[What the task asks]
Only the lines from the one containing "Target: red carpet" through the end of the data below should be copied, each exactly as written and with both ends kept.

________________________

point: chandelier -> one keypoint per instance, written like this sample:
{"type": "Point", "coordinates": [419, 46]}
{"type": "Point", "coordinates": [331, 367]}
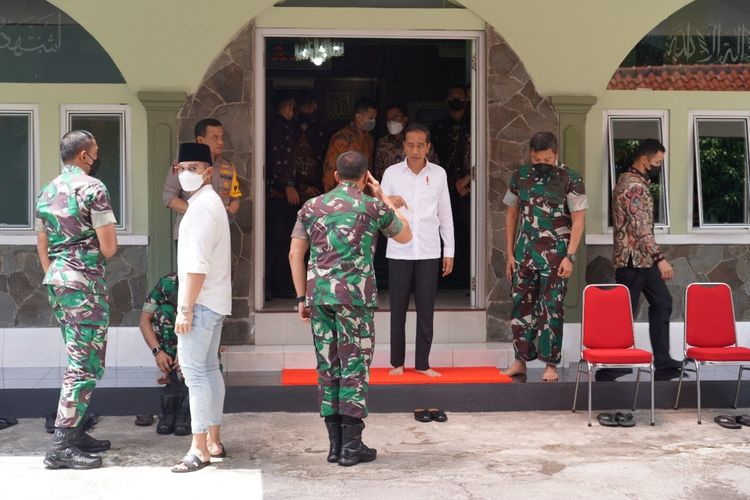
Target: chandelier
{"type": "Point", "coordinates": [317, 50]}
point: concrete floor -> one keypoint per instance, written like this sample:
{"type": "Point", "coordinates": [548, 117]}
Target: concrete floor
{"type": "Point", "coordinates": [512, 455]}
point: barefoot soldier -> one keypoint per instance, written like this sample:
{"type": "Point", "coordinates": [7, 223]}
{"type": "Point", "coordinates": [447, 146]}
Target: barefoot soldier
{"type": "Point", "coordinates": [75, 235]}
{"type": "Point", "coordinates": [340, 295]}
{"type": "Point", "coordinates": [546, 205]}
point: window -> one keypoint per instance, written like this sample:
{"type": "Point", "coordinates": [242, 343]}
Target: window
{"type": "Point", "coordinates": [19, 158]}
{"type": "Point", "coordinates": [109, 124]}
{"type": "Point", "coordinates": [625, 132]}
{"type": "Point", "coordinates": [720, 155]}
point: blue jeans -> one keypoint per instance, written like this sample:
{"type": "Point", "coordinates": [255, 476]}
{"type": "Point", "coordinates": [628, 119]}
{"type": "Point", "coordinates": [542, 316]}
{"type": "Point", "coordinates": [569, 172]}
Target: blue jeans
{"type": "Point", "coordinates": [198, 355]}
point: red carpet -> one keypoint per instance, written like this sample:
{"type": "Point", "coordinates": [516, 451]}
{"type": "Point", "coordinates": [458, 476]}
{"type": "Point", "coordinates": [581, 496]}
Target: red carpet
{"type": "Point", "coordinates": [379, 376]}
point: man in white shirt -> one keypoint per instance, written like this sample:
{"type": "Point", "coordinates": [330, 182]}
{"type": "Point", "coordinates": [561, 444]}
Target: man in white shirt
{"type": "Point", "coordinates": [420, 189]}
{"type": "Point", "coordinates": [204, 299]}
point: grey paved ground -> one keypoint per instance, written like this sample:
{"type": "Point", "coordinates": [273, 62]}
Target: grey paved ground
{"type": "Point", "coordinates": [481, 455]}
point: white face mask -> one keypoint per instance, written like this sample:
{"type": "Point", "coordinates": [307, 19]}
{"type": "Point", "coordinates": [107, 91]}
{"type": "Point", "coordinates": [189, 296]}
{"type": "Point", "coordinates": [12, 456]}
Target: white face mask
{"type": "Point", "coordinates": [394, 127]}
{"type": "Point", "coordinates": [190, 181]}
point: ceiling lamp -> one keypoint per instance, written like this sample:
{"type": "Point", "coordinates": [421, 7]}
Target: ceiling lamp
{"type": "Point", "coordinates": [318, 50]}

________________________

[Expected answer]
Target: red carpet
{"type": "Point", "coordinates": [379, 376]}
point: man in white shirt -> one keypoint per instance, written like this sample:
{"type": "Point", "coordinates": [330, 182]}
{"type": "Point", "coordinates": [561, 444]}
Target: man in white shirt
{"type": "Point", "coordinates": [420, 189]}
{"type": "Point", "coordinates": [204, 299]}
point: grey paved ground -> one keypoint per instance, written like this sample:
{"type": "Point", "coordinates": [273, 62]}
Target: grey paved ground
{"type": "Point", "coordinates": [481, 455]}
point: white face mask -> one keypoint per instance, written like this sample:
{"type": "Point", "coordinates": [307, 19]}
{"type": "Point", "coordinates": [107, 91]}
{"type": "Point", "coordinates": [189, 296]}
{"type": "Point", "coordinates": [12, 456]}
Target: white face mask
{"type": "Point", "coordinates": [394, 127]}
{"type": "Point", "coordinates": [190, 181]}
point: ceiling lamp -> one keypoint per instance, written like this sample:
{"type": "Point", "coordinates": [421, 7]}
Target: ceiling lamp
{"type": "Point", "coordinates": [318, 50]}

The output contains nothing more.